What to do: Please print every line of the records below unchanged, leaving the pictures out of your answer.

Data for this exercise:
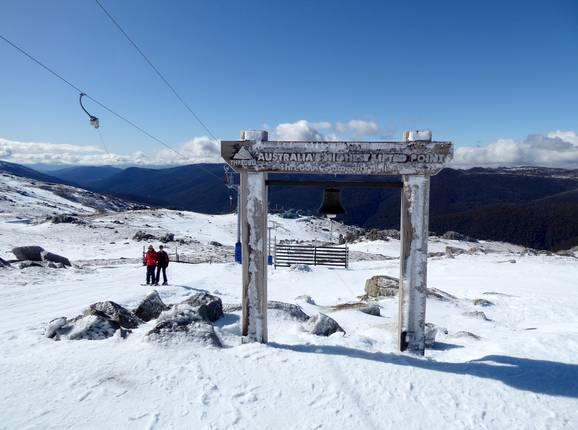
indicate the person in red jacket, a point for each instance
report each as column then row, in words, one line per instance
column 151, row 263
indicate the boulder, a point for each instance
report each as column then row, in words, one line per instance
column 90, row 327
column 198, row 331
column 4, row 263
column 431, row 331
column 55, row 258
column 454, row 235
column 452, row 251
column 323, row 325
column 169, row 237
column 294, row 311
column 150, row 307
column 28, row 264
column 30, row 253
column 371, row 310
column 305, row 298
column 477, row 314
column 300, row 268
column 115, row 312
column 209, row 307
column 141, row 235
column 482, row 302
column 381, row 286
column 466, row 335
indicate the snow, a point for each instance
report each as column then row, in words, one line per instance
column 522, row 373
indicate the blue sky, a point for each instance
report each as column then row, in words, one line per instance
column 473, row 72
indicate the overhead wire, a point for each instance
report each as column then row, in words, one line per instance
column 156, row 70
column 75, row 87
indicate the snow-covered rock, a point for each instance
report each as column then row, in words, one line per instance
column 294, row 311
column 381, row 286
column 209, row 307
column 150, row 307
column 30, row 253
column 323, row 325
column 115, row 312
column 55, row 258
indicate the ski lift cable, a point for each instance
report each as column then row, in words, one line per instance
column 123, row 118
column 156, row 70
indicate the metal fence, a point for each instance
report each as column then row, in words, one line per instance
column 287, row 255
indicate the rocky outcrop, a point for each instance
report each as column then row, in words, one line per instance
column 372, row 309
column 209, row 307
column 55, row 258
column 30, row 253
column 115, row 312
column 183, row 322
column 323, row 325
column 294, row 311
column 381, row 286
column 150, row 307
column 96, row 326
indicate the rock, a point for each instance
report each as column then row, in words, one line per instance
column 55, row 258
column 294, row 311
column 305, row 298
column 209, row 307
column 371, row 310
column 435, row 293
column 431, row 331
column 141, row 235
column 477, row 314
column 115, row 312
column 452, row 251
column 199, row 331
column 28, row 264
column 381, row 286
column 4, row 263
column 300, row 268
column 54, row 326
column 169, row 237
column 30, row 253
column 64, row 219
column 454, row 235
column 232, row 307
column 322, row 325
column 482, row 302
column 466, row 334
column 150, row 307
column 90, row 327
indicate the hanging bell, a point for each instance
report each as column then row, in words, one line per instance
column 331, row 206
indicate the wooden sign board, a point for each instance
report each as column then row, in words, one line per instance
column 346, row 158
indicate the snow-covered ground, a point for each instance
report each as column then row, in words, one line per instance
column 521, row 373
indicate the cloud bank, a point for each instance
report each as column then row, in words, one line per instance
column 557, row 149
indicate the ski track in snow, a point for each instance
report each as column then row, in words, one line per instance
column 522, row 373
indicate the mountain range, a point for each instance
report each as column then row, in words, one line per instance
column 531, row 206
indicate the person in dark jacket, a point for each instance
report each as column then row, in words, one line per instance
column 162, row 264
column 151, row 263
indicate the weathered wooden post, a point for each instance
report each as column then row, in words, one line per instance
column 413, row 256
column 253, row 197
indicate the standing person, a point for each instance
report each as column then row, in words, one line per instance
column 162, row 264
column 151, row 262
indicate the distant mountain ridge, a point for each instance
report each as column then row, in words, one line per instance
column 531, row 206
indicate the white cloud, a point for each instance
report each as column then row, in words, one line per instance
column 359, row 127
column 557, row 149
column 299, row 130
column 197, row 150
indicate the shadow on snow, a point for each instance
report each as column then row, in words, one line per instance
column 537, row 376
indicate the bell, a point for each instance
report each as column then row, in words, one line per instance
column 331, row 206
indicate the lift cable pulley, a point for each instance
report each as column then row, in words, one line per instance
column 93, row 120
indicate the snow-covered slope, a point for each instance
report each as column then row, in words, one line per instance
column 522, row 372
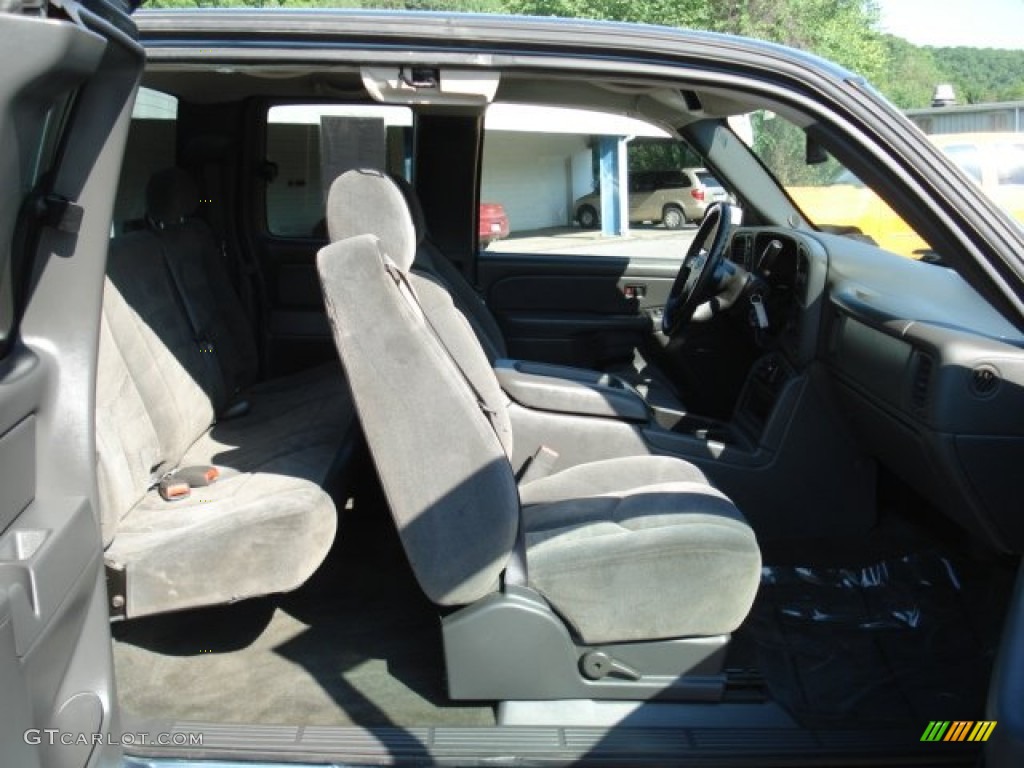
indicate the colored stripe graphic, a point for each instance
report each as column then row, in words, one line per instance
column 935, row 730
column 982, row 731
column 958, row 730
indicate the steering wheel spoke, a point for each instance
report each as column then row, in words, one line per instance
column 694, row 283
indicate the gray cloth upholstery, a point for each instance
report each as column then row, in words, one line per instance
column 430, row 261
column 266, row 523
column 646, row 378
column 446, row 479
column 351, row 206
column 629, row 549
column 245, row 536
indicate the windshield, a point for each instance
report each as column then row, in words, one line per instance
column 708, row 180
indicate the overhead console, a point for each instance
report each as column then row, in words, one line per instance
column 941, row 407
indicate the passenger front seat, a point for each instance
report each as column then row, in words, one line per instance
column 652, row 383
column 638, row 550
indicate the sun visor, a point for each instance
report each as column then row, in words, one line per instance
column 430, row 85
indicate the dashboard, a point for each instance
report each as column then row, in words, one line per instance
column 927, row 375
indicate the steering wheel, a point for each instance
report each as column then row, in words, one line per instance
column 694, row 284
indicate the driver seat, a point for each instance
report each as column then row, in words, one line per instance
column 652, row 383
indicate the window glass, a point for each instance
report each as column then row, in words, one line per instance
column 968, row 157
column 1010, row 164
column 308, row 145
column 707, row 179
column 828, row 194
column 151, row 147
column 578, row 181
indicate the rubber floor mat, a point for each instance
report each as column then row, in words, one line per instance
column 901, row 641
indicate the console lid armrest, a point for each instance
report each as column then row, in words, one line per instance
column 570, row 390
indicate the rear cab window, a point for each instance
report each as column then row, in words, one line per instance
column 554, row 170
column 151, row 146
column 309, row 145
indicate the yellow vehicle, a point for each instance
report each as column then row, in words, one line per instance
column 994, row 161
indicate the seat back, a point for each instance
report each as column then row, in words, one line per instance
column 429, row 260
column 419, row 379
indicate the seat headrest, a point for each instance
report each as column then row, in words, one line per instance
column 415, row 207
column 171, row 197
column 366, row 201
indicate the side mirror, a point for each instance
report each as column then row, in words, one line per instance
column 814, row 154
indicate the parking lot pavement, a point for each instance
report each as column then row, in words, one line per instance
column 641, row 242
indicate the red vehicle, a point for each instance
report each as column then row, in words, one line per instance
column 494, row 223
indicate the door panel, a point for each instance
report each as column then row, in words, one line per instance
column 578, row 310
column 65, row 109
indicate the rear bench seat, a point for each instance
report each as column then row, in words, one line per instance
column 175, row 360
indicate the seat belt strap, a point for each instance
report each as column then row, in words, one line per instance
column 539, row 465
column 178, row 484
column 402, row 279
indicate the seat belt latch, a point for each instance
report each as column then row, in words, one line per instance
column 178, row 484
column 539, row 465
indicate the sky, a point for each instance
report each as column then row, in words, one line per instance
column 977, row 24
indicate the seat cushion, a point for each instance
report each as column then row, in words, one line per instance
column 245, row 536
column 622, row 559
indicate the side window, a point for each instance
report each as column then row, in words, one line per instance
column 1010, row 164
column 554, row 170
column 43, row 137
column 829, row 196
column 308, row 145
column 151, row 147
column 968, row 157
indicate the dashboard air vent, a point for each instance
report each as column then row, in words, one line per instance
column 738, row 249
column 922, row 383
column 984, row 381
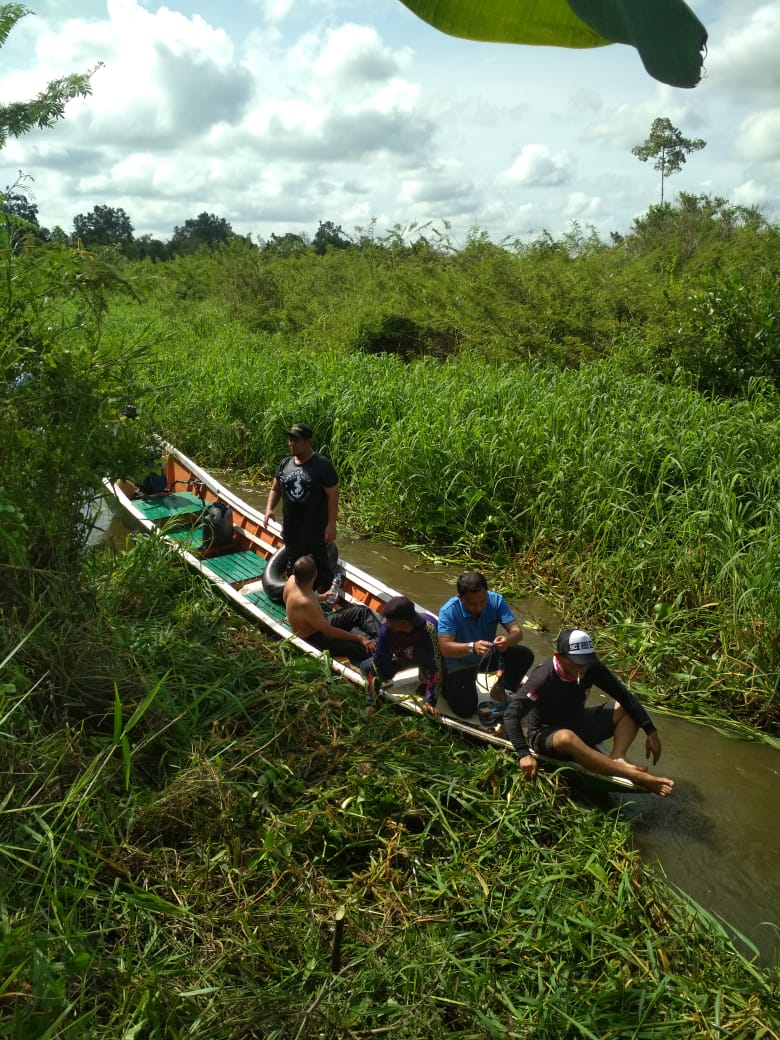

Solved problem:
indicate the person in red jacket, a point for each instance
report each as column then row, in words, one line per instance
column 151, row 263
indicate the boulder, a point for each instance
report each as column then row, in words, one line per instance
column 90, row 327
column 198, row 331
column 4, row 263
column 431, row 331
column 55, row 258
column 454, row 235
column 452, row 251
column 323, row 325
column 169, row 237
column 294, row 311
column 150, row 307
column 28, row 264
column 30, row 253
column 371, row 310
column 305, row 298
column 477, row 314
column 300, row 268
column 115, row 312
column 209, row 307
column 141, row 235
column 482, row 302
column 381, row 286
column 466, row 335
indicate the snow, a point for each instance
report each as column then row, in words, one line per instance
column 522, row 373
indicate the blue sky, a point for each instance
report each as column then row, in words, one line per instance
column 473, row 72
indicate the overhead wire, a point for each instance
report each as column then row, in words, one line per instance
column 156, row 70
column 75, row 87
indicate the snow-covered rock, a point for each instance
report each as column then row, in words, one line per instance
column 294, row 311
column 381, row 286
column 209, row 307
column 150, row 307
column 30, row 253
column 323, row 325
column 115, row 312
column 55, row 258
indicate the ski lift cable, a point for each instance
report each as column then row, in words, one line per instance
column 123, row 118
column 156, row 70
indicate the metal fence, a point for each instance
report each as column then row, in words, one line per instance
column 287, row 255
indicate the rocky outcrop, a point for each instance
report each as column then row, in words, one line per instance
column 372, row 309
column 209, row 307
column 55, row 258
column 30, row 253
column 115, row 312
column 183, row 322
column 323, row 325
column 294, row 311
column 381, row 286
column 150, row 307
column 96, row 326
indicate the rock, a point for each instance
report each as column then row, in words, one line per instance
column 55, row 258
column 294, row 311
column 305, row 298
column 209, row 307
column 371, row 310
column 435, row 293
column 431, row 331
column 141, row 235
column 477, row 314
column 115, row 312
column 452, row 251
column 199, row 331
column 28, row 264
column 381, row 286
column 4, row 263
column 300, row 268
column 54, row 326
column 169, row 237
column 30, row 253
column 64, row 219
column 454, row 235
column 232, row 307
column 322, row 325
column 482, row 302
column 466, row 334
column 150, row 307
column 90, row 327
indicate the hanging bell, a point for each instance
report each as column then row, in words, one line per instance
column 331, row 206
indicate the wooden sign board, a point for each instance
report each as column then row, in words, one line per instance
column 346, row 158
indicate the snow-covered ground, a point for each instance
report each as column then row, in words, one line per instance
column 521, row 373
indicate the cloud bank, a point for each instance
report each as column then row, in words, one line per instance
column 557, row 149
indicate the ski track in snow, a point for each instance
report each as column then row, in words, one line per instance
column 522, row 373
indicate the mountain range, a point for each instance
report each as column then row, in words, one line per instance
column 531, row 206
indicate the person in dark jacket, a point for each instance
report each as column then row, in words, one line per instance
column 162, row 264
column 151, row 263
indicate the weathered wooden post, a point for each instance
report each as column then row, in words, one line per instance
column 413, row 256
column 253, row 197
indicate the standing person, a point for each instance
report each as column then row, in words, one line per instance
column 162, row 264
column 151, row 262
indicate the distant mountain ridge, a point for each instance
report each as column then row, in words, one line per instance
column 531, row 206
indicate the white cloud, a point for each instance
report each as column then row, in words, one line per instance
column 359, row 127
column 557, row 149
column 299, row 130
column 197, row 150
indicate the shadow on snow, a point for each instance
report each as column then row, in words, one line per instance
column 537, row 376
indicate the bell, a point for each instance
report each as column then row, in words, one line per instance
column 331, row 206
indicate the lift cable pulley, a point for each instance
report each as column then row, in words, one line per instance
column 93, row 120
indicate the snow-covered slope, a point for each instance
report each as column then row, in words, one line per instance
column 522, row 372
indicate the colored stripe graphic, a point for each instance
report each as column then row, in words, one line per instance
column 935, row 730
column 982, row 731
column 958, row 730
indicate the steering wheel spoke, a point for each instance
report each as column then row, in words, one line per instance
column 694, row 283
indicate the gray cloth upholstery, a point for each instance
report each as column then row, in words, one line per instance
column 430, row 261
column 266, row 523
column 646, row 378
column 446, row 479
column 351, row 206
column 629, row 549
column 245, row 536
indicate the windshield, a point for each instance
report each as column then row, in words, one line per instance
column 708, row 180
indicate the overhead console, a point for each instance
report each as column then row, in words, one line per instance
column 941, row 407
indicate the passenger front seat, a point for each instance
report each as column then row, in words, one line per instance
column 652, row 383
column 638, row 550
indicate the sun visor, a point for each instance
report each as column then row, in words, one line per instance
column 430, row 85
indicate the dashboard, a point for each instance
report each as column then row, in words, one line per instance
column 927, row 375
indicate the steering wheel, a point for each instance
report each as column then row, in words, one line per instance
column 694, row 284
indicate the driver seat, a point for each instance
report each as column then row, in words, one line per instance
column 652, row 383
indicate the window glass, a point for each instance
report each as column then row, in words, one line per instance
column 968, row 157
column 1010, row 164
column 308, row 145
column 707, row 179
column 828, row 194
column 151, row 147
column 578, row 181
indicate the rubber floor mat, a point for each instance
report each as column then row, in words, one line per instance
column 901, row 641
indicate the console lid armrest, a point for each instance
report each as column then row, in words, one line per instance
column 570, row 390
indicate the rear cab window, a point for each instance
report each as column then row, in words, one line per instance
column 554, row 170
column 151, row 146
column 309, row 145
indicate the yellow vehicle, a point for each instance
report each as column then row, in words, one line per instance
column 994, row 161
indicate the seat back, a point for each instance
report each as column then row, in words, one line per instance
column 429, row 260
column 419, row 379
indicate the seat headrest, a point for each instance
report each as column then row, in words, one line per instance
column 415, row 207
column 171, row 197
column 366, row 201
indicate the side mirror, a point for each instance
report each as column then row, in words, one line per instance
column 814, row 154
indicate the parking lot pavement, a point for each instance
report each as column then row, in words, one line per instance
column 641, row 242
indicate the red vehicle, a point for each instance
report each as column then row, in words, one line per instance
column 494, row 223
indicate the door panel, a point for each instance
report each as column then row, in words, one line per instance
column 578, row 310
column 65, row 109
indicate the rear bench seat, a point for each instance
report each as column then row, in words, one line per instance
column 175, row 360
indicate the seat belt strap, a point for each instance
report each as column then row, in words, one line per instance
column 539, row 465
column 178, row 484
column 402, row 279
indicate the seat belt latch, a point for each instance
report each as column then row, in words, one line per instance
column 178, row 484
column 539, row 465
indicate the sky, a point for each instance
report each as column then row, in words, one line per instance
column 977, row 24
indicate the seat cushion, a point for each instance
report each as column then row, in words, one line per instance
column 245, row 536
column 622, row 559
indicate the side window, a point for each instance
report each as column then row, in words, one line per instance
column 1010, row 164
column 554, row 170
column 43, row 137
column 829, row 196
column 308, row 145
column 151, row 147
column 968, row 157
indicate the dashboard air vent, a point for each instance
report each as column then row, in words, one line per instance
column 738, row 249
column 922, row 383
column 984, row 381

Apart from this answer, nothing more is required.